**GOAL OF THE EXERCISE**
Please write out exactly the lines that begin at the line containing "Where can the marble" and run to the end of the records.

**MATERIAL SHOWN**
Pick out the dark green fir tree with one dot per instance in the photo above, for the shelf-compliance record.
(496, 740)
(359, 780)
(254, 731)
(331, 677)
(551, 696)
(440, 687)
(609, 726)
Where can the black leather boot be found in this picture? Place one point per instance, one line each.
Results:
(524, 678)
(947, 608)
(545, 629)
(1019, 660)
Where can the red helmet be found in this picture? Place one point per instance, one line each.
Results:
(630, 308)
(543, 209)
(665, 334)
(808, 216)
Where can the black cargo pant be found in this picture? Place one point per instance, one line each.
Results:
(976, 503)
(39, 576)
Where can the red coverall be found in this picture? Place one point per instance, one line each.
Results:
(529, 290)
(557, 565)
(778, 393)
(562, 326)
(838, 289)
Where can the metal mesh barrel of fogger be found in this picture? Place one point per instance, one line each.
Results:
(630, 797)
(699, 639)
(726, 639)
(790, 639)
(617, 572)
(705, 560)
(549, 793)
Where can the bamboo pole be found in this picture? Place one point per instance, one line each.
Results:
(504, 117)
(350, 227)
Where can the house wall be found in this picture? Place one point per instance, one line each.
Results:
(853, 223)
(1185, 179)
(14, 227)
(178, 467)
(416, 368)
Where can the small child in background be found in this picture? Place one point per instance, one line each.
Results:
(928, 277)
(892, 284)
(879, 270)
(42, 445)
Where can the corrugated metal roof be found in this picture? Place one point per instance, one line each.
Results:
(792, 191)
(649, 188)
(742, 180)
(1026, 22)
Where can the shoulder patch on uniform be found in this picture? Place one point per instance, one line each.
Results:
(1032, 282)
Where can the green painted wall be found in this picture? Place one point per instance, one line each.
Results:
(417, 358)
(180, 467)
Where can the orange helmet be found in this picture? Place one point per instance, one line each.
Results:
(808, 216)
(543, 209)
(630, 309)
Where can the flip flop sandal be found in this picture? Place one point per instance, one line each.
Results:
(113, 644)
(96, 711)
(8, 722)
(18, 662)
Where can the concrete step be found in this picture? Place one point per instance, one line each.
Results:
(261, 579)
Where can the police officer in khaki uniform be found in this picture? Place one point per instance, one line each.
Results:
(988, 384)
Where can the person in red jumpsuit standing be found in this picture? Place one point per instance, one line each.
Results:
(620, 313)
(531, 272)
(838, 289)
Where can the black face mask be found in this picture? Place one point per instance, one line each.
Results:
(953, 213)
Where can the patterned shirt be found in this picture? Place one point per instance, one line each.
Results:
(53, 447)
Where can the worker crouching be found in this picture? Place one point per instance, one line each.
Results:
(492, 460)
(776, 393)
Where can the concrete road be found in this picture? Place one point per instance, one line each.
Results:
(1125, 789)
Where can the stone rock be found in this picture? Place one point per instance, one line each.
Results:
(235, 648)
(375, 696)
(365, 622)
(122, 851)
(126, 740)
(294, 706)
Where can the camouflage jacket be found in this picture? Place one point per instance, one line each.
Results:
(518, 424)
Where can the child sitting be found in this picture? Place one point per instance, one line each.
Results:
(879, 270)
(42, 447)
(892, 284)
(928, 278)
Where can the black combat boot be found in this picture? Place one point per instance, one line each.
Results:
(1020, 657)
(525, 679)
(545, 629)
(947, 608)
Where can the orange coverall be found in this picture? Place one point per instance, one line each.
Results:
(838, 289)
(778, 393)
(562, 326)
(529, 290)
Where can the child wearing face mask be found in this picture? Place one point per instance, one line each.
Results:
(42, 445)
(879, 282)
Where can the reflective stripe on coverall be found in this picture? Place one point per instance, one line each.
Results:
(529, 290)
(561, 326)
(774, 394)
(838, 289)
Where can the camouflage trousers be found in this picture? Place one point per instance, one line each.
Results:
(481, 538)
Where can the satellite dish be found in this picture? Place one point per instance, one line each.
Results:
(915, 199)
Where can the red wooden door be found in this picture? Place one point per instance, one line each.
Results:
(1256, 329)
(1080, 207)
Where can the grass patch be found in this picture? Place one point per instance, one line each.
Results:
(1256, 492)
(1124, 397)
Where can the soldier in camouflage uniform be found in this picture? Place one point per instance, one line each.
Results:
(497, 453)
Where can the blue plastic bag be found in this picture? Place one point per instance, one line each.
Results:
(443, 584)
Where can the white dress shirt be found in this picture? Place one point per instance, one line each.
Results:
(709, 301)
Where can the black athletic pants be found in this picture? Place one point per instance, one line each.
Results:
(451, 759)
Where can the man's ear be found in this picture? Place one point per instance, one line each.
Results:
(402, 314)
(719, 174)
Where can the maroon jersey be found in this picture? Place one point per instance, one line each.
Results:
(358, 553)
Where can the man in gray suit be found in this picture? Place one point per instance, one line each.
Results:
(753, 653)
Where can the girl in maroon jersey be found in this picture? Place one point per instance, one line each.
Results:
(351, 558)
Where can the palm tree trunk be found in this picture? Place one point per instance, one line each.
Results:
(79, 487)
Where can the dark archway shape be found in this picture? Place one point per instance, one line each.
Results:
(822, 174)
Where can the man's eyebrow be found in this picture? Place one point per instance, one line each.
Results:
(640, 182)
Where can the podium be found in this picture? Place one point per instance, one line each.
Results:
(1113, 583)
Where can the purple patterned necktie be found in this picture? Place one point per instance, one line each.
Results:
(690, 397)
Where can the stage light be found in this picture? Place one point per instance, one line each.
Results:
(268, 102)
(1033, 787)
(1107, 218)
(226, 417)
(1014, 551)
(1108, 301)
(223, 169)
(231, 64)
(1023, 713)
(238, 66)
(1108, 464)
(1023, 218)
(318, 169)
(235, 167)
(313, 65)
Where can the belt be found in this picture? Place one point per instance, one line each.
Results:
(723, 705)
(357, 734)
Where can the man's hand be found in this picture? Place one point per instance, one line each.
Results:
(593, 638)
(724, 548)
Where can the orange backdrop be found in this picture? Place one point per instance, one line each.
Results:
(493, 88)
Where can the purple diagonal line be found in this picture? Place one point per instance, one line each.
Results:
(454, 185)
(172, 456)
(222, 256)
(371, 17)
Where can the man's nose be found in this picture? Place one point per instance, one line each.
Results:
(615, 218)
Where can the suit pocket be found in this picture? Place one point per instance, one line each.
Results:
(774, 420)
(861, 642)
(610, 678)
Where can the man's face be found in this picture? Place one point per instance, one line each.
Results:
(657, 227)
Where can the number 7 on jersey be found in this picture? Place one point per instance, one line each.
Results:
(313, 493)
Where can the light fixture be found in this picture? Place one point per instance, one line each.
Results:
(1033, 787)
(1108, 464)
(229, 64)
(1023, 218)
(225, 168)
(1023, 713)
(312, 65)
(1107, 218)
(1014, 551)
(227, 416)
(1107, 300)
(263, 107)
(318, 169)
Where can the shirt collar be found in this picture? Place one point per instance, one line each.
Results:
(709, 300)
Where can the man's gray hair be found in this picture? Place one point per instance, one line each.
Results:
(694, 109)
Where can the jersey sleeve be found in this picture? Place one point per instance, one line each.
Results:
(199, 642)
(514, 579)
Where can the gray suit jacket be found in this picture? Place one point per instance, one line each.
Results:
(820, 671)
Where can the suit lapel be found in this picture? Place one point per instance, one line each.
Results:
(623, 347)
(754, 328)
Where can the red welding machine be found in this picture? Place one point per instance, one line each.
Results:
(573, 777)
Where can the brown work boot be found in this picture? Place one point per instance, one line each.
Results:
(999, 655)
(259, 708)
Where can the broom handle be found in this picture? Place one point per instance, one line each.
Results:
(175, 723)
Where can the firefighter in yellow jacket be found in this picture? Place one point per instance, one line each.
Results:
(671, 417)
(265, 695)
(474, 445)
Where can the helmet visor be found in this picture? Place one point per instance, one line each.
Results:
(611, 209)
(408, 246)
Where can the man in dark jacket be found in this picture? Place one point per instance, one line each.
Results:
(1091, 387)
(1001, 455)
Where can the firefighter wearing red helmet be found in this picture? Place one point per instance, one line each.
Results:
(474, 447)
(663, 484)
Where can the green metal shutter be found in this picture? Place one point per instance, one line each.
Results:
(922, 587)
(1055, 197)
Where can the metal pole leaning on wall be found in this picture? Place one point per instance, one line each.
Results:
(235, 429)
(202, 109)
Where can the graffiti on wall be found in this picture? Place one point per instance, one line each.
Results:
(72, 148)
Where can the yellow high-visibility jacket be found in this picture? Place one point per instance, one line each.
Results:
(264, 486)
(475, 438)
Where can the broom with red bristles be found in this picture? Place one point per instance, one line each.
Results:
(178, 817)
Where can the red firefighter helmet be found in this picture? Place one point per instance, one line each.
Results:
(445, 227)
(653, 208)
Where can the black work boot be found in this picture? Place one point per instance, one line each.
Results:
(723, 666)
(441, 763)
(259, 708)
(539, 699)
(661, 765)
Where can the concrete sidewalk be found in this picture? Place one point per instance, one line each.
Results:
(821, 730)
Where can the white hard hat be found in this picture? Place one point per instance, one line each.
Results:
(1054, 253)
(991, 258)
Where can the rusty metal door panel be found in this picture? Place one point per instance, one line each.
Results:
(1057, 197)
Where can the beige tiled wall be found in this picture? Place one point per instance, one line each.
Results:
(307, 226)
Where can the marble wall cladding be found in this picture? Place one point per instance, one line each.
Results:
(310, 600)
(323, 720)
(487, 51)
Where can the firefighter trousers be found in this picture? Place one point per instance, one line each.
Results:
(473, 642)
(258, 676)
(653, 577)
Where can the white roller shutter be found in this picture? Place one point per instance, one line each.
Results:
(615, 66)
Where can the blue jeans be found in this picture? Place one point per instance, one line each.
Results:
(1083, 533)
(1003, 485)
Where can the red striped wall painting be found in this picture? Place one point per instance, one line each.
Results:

**REPLY TO THE EXERCISE**
Where can the marble wall cladding be found in this picture? Place one point per instance, one line each.
Results:
(310, 600)
(323, 720)
(487, 51)
Where can the firefighter trousers be found in this picture? Place one point per instance, one line each.
Results:
(473, 642)
(258, 676)
(653, 577)
Where can the white roller shutter be found in this picture? Place one point per instance, one line each.
Results:
(615, 66)
Where can the blue jeans be found in this picture? Place one point per instance, one line each.
Results:
(1083, 533)
(1003, 485)
Where can the red striped wall painting be found in this picture? Place one point per instance, one line each.
Results:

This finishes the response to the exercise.